- **Supplied data**
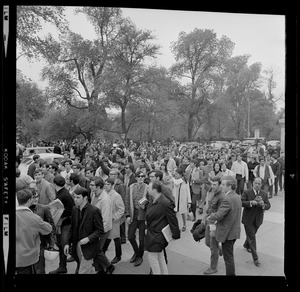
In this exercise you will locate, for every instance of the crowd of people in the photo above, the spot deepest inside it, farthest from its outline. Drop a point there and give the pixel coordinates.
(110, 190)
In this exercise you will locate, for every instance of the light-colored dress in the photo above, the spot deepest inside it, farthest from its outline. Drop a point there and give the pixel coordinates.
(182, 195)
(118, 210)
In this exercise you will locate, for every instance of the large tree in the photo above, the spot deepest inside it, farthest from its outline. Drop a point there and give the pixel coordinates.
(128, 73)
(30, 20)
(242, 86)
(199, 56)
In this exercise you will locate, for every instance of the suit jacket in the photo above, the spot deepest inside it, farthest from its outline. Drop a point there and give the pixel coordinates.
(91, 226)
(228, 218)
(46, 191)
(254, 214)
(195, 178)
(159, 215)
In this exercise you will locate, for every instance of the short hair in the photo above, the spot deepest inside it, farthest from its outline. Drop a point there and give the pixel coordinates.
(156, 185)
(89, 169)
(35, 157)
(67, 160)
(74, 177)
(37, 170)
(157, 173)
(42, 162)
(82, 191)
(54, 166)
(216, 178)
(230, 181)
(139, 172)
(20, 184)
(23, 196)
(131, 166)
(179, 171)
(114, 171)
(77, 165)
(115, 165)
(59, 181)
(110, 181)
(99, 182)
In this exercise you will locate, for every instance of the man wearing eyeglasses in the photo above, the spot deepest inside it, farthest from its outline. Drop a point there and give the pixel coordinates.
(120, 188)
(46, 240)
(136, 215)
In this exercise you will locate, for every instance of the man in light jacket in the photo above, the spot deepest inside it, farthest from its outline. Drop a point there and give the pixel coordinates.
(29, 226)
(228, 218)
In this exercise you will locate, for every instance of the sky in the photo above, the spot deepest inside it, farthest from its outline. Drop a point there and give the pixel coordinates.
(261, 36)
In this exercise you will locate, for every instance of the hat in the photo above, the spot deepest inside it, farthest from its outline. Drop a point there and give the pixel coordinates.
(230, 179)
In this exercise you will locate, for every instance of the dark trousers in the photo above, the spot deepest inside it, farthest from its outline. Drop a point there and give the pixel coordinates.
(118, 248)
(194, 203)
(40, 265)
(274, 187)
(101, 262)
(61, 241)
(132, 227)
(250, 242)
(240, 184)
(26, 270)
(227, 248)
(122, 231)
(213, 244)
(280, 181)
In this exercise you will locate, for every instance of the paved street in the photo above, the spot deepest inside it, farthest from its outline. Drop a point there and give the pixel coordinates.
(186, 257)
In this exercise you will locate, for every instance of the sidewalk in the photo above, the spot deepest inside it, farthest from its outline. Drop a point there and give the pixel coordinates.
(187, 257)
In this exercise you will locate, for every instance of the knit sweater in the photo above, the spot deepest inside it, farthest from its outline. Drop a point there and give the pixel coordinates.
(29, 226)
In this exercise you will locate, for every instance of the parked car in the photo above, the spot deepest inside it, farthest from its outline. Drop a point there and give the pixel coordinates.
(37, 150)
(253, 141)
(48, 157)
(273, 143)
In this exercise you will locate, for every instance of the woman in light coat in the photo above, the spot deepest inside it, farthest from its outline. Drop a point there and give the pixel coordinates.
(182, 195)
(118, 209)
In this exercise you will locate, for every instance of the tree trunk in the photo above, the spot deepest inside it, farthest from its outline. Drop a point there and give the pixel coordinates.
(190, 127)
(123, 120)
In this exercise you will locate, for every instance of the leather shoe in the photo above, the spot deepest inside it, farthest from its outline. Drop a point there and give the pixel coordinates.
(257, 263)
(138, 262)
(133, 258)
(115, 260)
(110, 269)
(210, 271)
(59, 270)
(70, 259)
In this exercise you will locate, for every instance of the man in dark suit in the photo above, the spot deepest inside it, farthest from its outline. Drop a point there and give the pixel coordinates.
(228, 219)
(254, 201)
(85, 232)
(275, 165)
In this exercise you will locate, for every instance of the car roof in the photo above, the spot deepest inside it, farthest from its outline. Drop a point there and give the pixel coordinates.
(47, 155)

* * *

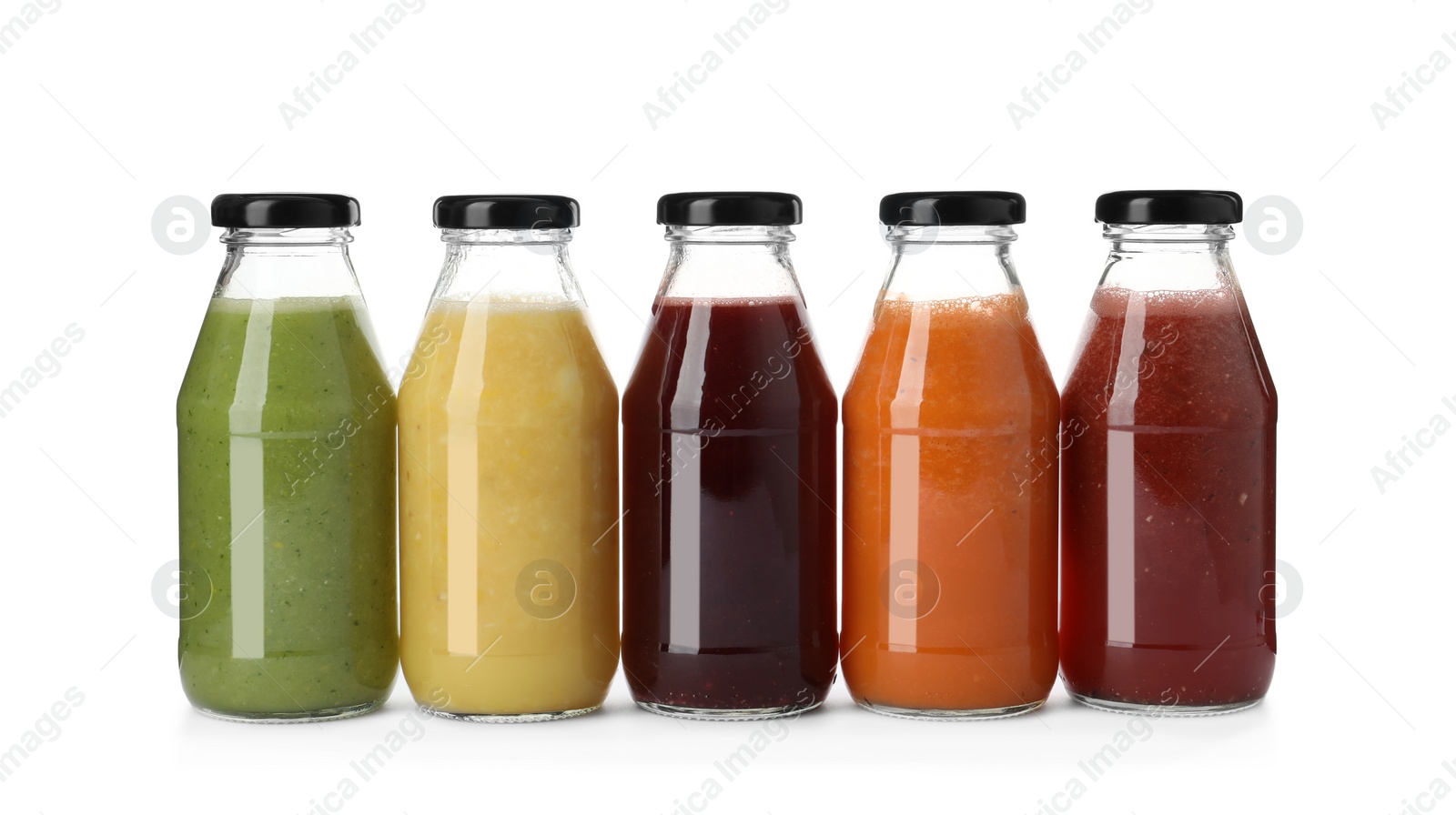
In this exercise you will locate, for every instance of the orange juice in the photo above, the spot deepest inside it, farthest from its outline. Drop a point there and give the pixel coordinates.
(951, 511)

==

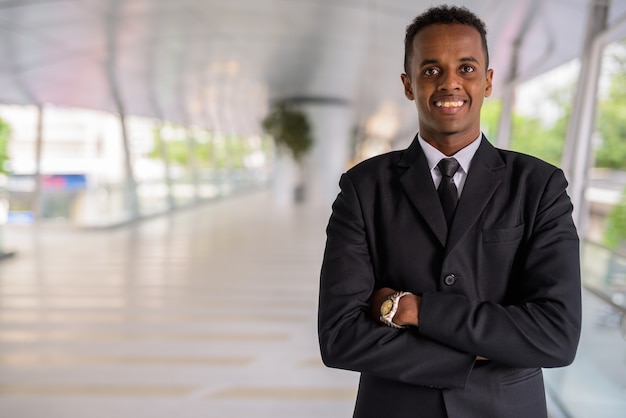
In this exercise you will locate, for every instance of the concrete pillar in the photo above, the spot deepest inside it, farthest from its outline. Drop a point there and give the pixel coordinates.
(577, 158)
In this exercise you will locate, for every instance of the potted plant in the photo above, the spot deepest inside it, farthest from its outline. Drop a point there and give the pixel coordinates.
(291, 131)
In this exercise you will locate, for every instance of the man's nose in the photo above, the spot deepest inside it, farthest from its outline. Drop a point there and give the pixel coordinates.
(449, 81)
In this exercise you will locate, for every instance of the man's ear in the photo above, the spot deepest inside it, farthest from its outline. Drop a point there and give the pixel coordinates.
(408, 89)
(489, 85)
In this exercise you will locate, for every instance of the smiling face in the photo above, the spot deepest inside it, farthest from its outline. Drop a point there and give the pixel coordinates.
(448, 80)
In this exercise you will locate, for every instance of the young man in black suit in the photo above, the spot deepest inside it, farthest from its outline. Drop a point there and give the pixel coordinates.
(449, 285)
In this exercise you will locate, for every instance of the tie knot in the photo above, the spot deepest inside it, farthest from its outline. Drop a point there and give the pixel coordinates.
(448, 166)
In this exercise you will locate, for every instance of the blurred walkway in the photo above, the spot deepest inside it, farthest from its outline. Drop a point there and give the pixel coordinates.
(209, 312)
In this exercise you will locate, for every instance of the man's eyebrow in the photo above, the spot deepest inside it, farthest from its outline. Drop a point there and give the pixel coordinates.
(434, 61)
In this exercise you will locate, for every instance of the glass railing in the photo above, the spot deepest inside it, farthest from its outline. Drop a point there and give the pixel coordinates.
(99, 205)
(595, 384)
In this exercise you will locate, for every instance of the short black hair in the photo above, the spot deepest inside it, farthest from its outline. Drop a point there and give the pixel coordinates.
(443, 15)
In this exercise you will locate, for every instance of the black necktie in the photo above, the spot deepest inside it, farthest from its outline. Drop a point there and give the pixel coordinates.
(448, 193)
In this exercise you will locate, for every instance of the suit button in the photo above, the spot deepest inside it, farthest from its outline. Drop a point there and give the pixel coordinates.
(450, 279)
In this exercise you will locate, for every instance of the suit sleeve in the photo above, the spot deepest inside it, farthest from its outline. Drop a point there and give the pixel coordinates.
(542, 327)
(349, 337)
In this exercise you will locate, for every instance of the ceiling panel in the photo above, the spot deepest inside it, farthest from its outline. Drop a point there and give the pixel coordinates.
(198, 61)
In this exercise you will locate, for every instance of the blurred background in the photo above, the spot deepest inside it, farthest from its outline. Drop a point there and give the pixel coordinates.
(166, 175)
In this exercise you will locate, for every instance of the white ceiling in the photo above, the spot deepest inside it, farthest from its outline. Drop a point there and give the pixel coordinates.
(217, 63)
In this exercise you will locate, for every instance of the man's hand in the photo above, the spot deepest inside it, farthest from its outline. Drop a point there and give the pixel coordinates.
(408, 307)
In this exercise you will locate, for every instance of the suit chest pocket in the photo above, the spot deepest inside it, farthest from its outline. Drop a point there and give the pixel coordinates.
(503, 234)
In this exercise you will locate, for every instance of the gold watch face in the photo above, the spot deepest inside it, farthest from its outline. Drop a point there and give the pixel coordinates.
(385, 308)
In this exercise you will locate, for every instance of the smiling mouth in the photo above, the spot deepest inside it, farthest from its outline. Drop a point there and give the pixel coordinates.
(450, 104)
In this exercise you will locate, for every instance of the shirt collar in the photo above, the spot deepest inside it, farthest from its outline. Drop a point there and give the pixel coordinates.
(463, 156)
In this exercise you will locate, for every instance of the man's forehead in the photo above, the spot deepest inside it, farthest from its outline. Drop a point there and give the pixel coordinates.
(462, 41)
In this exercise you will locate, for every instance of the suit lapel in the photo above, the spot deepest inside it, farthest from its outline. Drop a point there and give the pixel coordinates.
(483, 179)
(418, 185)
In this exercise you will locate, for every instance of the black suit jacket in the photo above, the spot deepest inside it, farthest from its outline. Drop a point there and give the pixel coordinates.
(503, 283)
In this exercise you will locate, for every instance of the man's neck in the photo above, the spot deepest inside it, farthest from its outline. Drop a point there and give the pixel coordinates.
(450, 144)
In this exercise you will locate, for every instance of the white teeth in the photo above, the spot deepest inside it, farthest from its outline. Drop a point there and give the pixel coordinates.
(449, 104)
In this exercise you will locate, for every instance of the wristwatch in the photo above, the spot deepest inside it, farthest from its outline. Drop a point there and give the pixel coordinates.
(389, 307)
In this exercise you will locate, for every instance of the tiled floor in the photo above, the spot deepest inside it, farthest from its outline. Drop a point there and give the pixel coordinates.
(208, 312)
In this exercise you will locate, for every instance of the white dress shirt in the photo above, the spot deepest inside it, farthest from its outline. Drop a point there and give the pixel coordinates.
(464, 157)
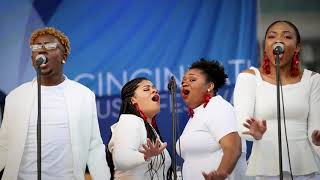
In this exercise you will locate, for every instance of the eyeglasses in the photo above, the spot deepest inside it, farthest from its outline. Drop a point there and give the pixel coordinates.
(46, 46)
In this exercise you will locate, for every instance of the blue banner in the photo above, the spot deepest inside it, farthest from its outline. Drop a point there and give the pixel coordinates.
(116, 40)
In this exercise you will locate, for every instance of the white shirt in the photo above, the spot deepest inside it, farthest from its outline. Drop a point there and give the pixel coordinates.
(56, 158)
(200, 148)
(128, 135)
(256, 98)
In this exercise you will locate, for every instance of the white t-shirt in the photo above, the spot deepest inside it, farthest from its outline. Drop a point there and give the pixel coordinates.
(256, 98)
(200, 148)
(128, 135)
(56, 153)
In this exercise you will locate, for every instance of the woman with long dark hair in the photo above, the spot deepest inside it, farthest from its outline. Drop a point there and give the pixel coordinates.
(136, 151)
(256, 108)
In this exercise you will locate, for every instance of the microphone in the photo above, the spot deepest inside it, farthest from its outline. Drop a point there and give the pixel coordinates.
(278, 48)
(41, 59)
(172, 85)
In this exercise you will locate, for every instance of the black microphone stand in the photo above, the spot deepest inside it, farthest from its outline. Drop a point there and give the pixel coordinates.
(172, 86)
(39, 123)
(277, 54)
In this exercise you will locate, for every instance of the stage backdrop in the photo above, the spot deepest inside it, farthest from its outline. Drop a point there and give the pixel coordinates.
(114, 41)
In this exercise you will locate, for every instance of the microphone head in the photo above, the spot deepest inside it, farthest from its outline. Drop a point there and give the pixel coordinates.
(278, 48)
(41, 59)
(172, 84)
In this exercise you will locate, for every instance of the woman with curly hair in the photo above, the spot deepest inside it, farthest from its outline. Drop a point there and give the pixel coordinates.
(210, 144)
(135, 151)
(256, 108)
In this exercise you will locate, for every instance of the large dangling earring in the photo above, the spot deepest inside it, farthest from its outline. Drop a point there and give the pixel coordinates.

- **Instructions to follow**
Pull out each line of the items that contains the word "stand" and copy it in full. Treat uppercase and lowercase as different.

- **Reply to the task**
In this exercise you will locate, for every instance of the black microphone stand in the photo above, the spot deepest inside it, farthest from its outline. Drop a point there and give the pixel coordinates.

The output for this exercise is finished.